Referring expression data

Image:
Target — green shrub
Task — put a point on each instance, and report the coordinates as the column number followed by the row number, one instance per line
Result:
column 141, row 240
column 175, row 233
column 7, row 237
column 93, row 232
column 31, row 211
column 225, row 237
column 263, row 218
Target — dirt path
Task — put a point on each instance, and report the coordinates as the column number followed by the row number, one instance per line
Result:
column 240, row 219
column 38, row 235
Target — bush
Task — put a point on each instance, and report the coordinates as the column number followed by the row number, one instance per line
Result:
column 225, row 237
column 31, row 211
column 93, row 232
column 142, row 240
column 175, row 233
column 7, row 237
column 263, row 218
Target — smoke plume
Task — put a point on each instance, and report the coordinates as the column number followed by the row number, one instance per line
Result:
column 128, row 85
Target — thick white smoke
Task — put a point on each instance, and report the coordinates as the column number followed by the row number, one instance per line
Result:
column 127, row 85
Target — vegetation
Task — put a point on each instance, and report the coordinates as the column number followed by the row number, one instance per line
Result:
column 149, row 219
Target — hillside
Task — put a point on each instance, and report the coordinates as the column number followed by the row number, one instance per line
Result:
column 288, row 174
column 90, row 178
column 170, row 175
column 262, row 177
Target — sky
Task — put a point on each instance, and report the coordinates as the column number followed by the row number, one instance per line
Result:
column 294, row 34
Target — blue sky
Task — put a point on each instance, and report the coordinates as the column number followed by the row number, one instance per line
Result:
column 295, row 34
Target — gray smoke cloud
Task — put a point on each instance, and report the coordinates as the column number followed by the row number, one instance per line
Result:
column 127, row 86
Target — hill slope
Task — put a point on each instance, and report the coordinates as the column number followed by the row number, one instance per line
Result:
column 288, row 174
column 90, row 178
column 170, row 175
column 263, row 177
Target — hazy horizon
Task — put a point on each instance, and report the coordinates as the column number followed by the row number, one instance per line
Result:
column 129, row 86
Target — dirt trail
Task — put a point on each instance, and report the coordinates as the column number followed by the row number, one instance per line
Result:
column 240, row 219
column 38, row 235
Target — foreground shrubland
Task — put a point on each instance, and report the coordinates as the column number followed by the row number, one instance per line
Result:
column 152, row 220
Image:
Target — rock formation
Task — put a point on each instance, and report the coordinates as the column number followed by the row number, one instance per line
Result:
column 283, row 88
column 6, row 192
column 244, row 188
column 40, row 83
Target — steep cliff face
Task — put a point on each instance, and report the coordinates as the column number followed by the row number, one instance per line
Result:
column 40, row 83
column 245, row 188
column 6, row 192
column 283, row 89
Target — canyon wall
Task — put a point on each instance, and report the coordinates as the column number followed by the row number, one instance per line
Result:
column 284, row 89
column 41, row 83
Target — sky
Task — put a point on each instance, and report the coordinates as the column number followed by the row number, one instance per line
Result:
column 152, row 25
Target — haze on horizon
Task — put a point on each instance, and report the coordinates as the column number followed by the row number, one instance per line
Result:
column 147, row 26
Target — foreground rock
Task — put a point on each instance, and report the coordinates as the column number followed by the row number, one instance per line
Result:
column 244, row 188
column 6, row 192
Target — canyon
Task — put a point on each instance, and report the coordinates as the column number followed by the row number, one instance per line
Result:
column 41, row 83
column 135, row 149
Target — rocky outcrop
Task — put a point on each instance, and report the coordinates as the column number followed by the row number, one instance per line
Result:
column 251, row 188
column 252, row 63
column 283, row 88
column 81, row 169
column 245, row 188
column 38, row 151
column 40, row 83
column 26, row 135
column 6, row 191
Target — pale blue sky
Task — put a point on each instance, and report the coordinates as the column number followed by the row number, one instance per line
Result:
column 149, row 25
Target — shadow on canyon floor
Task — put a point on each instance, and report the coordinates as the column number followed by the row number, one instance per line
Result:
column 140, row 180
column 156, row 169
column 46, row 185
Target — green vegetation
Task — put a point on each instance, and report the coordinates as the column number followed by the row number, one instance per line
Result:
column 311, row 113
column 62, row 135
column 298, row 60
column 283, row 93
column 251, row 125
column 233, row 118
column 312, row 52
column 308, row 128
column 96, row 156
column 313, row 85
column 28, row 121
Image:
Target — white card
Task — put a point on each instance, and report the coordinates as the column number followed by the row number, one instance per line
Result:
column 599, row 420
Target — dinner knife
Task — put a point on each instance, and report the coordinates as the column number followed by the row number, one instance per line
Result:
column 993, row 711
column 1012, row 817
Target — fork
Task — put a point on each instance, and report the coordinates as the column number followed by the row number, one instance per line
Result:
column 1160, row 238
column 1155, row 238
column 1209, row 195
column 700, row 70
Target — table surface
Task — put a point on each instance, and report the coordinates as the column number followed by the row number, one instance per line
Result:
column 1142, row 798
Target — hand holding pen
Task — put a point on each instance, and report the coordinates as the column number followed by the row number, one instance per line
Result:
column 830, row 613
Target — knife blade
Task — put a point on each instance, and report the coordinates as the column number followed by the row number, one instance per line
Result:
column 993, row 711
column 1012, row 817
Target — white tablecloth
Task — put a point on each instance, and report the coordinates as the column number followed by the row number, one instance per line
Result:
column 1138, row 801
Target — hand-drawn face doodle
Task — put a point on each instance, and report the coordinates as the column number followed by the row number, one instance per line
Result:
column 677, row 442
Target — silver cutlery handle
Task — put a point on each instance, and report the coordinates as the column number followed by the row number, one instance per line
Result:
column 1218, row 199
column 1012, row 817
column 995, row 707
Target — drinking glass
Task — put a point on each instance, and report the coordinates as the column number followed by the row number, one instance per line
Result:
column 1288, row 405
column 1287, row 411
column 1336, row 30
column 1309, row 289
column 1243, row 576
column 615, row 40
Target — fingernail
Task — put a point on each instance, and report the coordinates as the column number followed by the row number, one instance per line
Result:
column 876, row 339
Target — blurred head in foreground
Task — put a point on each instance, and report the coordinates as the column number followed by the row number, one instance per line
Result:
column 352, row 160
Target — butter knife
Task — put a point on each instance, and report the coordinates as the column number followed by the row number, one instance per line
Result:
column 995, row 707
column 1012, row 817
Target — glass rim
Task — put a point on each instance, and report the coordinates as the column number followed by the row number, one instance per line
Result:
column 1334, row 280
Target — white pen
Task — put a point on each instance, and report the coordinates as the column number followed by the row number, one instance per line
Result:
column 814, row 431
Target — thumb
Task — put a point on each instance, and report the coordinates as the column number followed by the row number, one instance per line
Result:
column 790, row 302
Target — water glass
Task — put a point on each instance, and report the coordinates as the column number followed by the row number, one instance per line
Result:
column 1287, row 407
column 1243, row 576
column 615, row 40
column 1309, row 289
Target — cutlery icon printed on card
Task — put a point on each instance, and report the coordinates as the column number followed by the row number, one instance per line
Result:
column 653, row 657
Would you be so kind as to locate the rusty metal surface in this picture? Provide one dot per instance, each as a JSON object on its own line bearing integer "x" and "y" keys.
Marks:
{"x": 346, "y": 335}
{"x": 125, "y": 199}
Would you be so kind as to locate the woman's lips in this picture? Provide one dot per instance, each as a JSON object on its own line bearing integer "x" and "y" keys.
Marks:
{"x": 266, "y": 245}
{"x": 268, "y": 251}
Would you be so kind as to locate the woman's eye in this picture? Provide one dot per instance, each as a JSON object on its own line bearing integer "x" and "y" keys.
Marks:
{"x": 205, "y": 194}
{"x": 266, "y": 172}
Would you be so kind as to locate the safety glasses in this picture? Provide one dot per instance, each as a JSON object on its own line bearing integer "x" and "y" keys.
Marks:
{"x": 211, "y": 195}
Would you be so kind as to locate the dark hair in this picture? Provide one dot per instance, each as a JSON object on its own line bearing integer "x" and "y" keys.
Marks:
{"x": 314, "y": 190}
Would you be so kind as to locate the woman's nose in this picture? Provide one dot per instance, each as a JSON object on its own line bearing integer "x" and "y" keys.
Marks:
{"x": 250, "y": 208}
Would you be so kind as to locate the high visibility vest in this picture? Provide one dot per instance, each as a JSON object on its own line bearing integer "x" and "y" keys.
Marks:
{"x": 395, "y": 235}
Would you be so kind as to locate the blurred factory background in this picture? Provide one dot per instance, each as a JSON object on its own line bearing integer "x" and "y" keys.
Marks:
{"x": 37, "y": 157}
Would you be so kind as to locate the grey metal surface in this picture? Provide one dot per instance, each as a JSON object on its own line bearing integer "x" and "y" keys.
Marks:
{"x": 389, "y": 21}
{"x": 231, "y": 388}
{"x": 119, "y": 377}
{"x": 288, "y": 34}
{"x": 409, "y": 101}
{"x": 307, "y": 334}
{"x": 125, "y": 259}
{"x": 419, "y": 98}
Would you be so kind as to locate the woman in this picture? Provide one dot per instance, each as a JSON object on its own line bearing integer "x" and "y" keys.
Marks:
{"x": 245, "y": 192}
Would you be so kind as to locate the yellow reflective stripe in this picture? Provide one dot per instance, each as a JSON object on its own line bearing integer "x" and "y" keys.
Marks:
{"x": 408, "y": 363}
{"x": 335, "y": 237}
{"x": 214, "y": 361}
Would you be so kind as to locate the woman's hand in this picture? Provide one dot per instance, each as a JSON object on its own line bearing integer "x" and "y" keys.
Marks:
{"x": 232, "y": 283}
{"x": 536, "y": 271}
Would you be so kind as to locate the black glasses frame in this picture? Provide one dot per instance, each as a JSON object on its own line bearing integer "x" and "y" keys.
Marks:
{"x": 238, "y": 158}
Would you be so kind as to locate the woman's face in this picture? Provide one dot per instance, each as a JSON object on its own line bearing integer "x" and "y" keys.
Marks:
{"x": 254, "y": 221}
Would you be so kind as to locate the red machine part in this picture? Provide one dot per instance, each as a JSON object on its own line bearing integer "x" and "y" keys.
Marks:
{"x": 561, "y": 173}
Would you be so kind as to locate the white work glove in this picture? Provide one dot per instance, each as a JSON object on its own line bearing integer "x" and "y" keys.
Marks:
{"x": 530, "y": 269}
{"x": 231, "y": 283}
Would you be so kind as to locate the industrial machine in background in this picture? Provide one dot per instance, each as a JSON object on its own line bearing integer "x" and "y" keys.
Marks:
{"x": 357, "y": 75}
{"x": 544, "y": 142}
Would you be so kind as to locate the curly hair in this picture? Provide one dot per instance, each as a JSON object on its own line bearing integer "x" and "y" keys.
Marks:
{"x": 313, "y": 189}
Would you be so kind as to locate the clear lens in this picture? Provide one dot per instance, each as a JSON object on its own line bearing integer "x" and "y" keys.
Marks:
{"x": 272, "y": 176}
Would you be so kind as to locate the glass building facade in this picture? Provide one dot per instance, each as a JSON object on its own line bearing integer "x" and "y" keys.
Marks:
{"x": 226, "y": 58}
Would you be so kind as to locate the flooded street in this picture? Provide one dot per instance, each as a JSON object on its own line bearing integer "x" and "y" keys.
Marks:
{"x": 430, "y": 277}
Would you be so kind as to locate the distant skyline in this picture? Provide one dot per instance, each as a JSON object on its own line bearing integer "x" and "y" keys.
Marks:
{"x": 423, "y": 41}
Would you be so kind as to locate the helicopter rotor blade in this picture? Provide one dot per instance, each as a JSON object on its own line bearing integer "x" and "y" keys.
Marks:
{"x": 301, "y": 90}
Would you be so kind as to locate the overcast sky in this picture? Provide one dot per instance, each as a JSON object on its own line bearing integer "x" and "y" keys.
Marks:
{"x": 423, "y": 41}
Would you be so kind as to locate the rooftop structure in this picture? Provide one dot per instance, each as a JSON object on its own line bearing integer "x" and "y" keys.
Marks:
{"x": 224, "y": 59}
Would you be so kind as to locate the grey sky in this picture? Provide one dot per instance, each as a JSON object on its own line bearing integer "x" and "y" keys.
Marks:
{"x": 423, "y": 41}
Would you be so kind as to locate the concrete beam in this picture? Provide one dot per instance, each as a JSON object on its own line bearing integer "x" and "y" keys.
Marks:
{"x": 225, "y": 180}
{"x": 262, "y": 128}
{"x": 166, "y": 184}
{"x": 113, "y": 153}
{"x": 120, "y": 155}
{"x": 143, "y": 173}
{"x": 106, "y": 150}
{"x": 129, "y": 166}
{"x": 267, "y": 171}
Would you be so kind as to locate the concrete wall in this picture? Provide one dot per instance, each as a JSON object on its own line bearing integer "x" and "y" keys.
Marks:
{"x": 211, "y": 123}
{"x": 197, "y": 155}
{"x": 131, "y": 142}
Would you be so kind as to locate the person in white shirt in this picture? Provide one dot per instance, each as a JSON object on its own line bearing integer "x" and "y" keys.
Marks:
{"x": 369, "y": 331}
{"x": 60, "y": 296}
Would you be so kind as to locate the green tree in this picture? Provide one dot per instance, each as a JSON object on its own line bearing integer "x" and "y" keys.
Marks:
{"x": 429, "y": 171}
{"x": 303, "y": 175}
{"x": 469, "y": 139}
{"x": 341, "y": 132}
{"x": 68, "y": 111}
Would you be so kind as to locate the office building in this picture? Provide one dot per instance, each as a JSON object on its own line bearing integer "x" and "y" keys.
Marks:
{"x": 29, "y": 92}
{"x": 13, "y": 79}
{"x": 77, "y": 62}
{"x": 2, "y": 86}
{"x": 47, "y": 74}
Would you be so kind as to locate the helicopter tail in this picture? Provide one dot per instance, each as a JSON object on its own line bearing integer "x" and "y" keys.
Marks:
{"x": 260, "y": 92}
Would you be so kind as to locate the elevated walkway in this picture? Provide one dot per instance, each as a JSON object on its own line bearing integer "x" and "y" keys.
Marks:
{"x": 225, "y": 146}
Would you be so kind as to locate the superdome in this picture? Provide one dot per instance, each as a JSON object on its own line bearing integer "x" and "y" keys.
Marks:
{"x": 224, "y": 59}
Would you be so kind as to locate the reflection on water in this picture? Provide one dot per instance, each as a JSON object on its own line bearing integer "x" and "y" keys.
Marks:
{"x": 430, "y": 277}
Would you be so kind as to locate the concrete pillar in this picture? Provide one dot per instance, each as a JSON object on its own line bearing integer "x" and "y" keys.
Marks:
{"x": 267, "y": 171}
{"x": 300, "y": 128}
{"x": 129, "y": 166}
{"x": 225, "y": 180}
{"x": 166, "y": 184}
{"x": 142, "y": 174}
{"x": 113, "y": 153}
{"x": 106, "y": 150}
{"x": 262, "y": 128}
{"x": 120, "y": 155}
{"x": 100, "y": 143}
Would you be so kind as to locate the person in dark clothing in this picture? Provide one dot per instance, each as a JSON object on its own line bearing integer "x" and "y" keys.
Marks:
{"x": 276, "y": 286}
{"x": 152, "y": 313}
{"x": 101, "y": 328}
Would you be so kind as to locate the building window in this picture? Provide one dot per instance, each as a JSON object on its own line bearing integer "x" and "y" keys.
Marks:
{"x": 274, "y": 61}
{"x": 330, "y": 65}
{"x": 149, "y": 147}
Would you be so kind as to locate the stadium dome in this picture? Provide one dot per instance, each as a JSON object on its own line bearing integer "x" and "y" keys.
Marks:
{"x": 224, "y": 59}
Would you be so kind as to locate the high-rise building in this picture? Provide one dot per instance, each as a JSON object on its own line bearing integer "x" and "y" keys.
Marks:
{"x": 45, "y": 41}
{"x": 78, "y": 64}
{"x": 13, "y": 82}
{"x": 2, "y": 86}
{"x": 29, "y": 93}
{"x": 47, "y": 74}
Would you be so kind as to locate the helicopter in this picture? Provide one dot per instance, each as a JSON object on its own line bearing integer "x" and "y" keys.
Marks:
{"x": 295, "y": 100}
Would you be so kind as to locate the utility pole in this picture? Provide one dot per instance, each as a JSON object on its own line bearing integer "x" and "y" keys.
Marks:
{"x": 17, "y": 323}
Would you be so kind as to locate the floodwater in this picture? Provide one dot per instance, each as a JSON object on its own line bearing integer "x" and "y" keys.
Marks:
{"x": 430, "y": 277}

### Work required
Precisely reproduce the lines of the entries, beginning at the first and ending at the one containing "Target — thick white smoke". Add nothing.

### Solution
Image:
Target — green shrub
Task — put a point on each instance, and report the coordinates as the column number followed by the row number, one instance per line
Result:
column 141, row 240
column 175, row 233
column 7, row 237
column 93, row 232
column 31, row 211
column 225, row 237
column 263, row 218
Target — dirt path
Task — put a point on each instance, and report the coordinates as the column number followed by the row number, one instance per line
Result:
column 240, row 219
column 38, row 235
Target — bush
Task — put a point on each instance, and report the coordinates as the column number followed by the row number, one instance per line
Result:
column 225, row 237
column 31, row 211
column 93, row 232
column 142, row 240
column 175, row 233
column 7, row 237
column 263, row 218
Target — smoke plume
Task — put a point on each instance, and report the coordinates as the column number followed by the row number, one instance per line
Result:
column 128, row 85
Target — thick white smoke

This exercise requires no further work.